Your goal | If a line of the records holds the word "white", copy it out.

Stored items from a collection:
________

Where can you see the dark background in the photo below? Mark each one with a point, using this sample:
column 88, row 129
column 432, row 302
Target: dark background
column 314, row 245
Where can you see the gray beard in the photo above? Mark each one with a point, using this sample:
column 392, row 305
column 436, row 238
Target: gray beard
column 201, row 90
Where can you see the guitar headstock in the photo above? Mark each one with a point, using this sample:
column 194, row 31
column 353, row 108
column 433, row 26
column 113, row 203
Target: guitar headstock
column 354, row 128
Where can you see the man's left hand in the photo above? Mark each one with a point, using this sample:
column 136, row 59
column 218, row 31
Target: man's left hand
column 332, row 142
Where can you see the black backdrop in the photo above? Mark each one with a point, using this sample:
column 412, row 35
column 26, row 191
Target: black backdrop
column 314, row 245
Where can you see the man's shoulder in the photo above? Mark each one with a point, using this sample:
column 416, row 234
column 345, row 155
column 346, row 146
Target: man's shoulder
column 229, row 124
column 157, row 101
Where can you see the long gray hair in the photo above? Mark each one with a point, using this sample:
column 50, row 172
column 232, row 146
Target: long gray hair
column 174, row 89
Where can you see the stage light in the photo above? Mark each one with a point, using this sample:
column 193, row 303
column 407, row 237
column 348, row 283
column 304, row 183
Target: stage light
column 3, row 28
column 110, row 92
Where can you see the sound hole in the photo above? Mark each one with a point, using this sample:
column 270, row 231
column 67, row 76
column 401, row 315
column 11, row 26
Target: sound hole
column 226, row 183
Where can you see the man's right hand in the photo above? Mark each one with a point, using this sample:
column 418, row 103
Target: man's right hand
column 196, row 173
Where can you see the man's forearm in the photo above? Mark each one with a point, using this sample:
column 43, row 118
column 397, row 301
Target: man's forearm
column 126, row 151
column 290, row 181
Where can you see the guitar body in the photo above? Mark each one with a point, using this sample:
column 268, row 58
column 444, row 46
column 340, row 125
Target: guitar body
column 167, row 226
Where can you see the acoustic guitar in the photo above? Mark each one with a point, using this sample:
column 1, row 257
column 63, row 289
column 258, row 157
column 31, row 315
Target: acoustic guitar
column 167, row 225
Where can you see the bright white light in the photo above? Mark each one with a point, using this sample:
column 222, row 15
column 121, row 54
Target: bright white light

________

Solution to this task |
Where can you see the bright white light in the photo above? Mark each one with a point, using this sample:
Target: bright white light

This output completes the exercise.